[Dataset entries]

□ □ □ □

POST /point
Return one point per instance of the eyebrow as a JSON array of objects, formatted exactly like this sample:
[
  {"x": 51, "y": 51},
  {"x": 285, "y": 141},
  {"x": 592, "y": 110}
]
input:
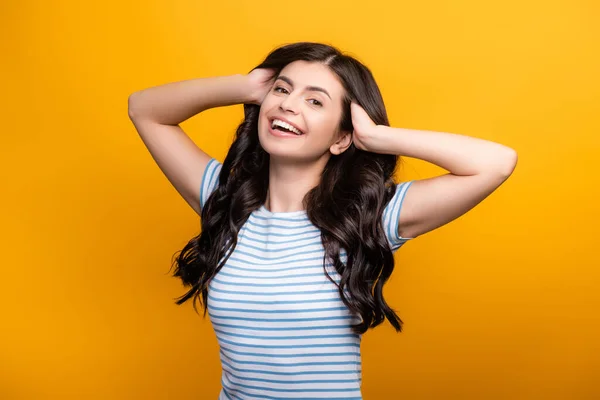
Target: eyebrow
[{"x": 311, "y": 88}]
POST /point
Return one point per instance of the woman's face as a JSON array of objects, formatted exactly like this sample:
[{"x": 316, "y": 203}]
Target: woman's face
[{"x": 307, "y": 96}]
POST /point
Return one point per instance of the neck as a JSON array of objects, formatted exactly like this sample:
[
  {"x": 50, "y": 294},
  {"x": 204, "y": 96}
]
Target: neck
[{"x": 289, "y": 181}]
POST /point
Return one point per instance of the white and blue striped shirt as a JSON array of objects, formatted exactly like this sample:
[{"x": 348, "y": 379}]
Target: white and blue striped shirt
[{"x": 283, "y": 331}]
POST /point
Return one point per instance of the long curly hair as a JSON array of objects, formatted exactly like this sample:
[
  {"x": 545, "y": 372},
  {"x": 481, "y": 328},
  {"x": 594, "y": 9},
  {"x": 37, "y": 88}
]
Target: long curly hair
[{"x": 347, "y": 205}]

□ □ □ □

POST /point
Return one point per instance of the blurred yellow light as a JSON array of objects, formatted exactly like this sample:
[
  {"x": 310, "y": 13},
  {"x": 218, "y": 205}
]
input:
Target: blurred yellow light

□ □ □ □

→ WORK REQUIRED
From the entries, copy out each line containing the word "blurred".

→ TASK RESPONSE
Return one point per instance of the blurred yellow light as a JSON array of objects, formatted exactly like this sample:
Target: blurred yellow light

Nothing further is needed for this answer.